Para Carlos Torres, 48 anos, também morador de Alfama, a electrificação é essencial. "A actividade do terminal de cruzeiros tem um enorme impacto ambiental e tem um impacto negativo na saúde de quem vive aqui", constata.

A poluição e a solução imperfeita

Dados da ONG Transport & Environment (T&E), sediada em Bruxelas, classificam Lisboa como a quinta cidade europeia com maior nível de poluição atmosférica causada por navios de cruzeiro, atrás dos portos de Barcelona, Civitavecchia, Palma e Pireu.

A poluição proveniente dos combustíveis marítimos inclui o dióxido de enxofre, os óxidos de azoto e as partículas nocivas, bem como as emissões de carbono.

Dependendo do destino do navio e da regulamentação em vigor, este pode estar a utilizar um combustível cujo teor de enxofre é 100 a 500 vezes superior à norma europeia aplicável aos veículos automóveis, afirmou a T&E.

Como o número de viajantes continua a crescer, aumentando ainda mais a pressão sobre as economias locais, a electrificação é uma solução imperfeita e dispendiosa.

Em Lisboa, o projecto de 27 milhões de euros (28,97 milhões de dólares) para instalar cabos para ligar o porto a uma central eléctrica a 4,4 quilómetros de distância, deverá estar pronto em 2029. Esta medida permitirá que os três navios de cruzeiro que o porto pode acolher em simultâneo se liguem à rede eléctrica, informou o Ministério das Infra-estruturas português.

..........

PEDIDO ESCRITO A.
Com base no excerto da página, responda:
(i) Que idade tem Carlos Torres?
(ii) Em que cidade está sediada a ONG Transport & Environment?
(iii) Quantos navios de cruzeiro o porto de Lisboa pode acolher em simultâneo?
PEDIDO ESCRITO B.
Indique todos os portos que, segundo o excerto da página, ficam à frente de Lisboa na poluição atmosférica causada por navios de cruzeiro.
Este material provém de outra fonte.

Entradas com contornos de áreas etiquetadas.
..........

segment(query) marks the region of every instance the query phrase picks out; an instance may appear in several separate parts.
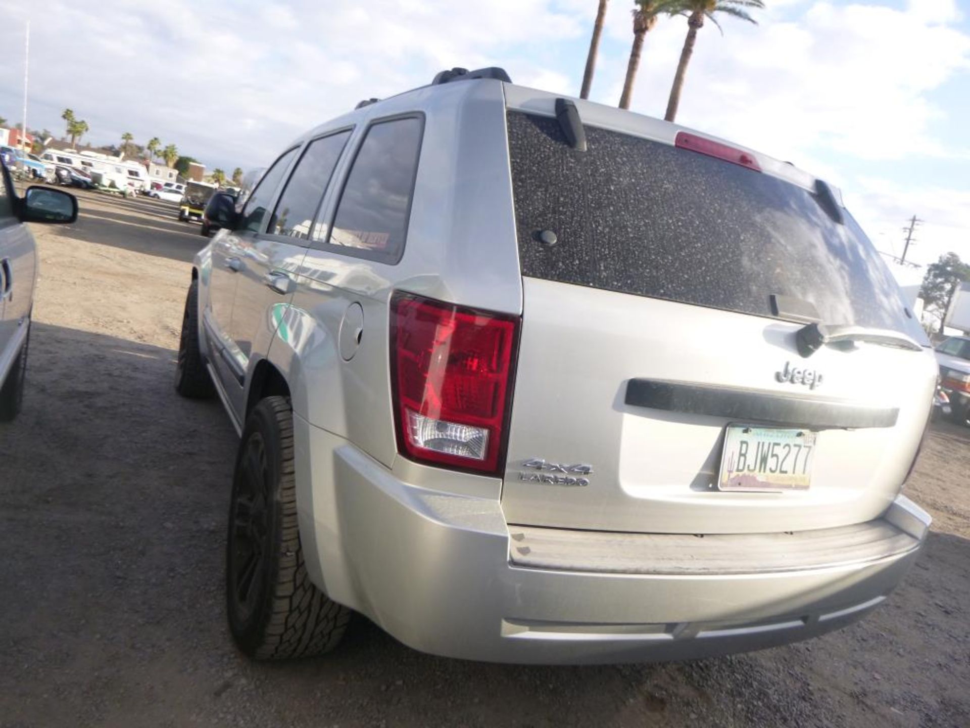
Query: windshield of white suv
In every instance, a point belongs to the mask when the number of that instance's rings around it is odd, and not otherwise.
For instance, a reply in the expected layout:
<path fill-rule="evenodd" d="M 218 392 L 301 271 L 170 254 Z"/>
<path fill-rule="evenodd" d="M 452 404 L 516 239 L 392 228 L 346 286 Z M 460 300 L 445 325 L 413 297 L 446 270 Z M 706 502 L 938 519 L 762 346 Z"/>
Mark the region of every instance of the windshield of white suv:
<path fill-rule="evenodd" d="M 771 296 L 826 323 L 895 329 L 928 346 L 865 233 L 814 195 L 704 154 L 508 113 L 522 274 L 757 315 Z M 556 244 L 538 242 L 555 234 Z M 547 233 L 548 234 L 548 233 Z"/>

..........

RESPOSTA COMPLETA A.
(i) 48 anos.
(ii) Bruxelas.
(iii) Três.

RESPOSTA COMPLETA B.
Barcelona, Civitavecchia, Palma e Pireu.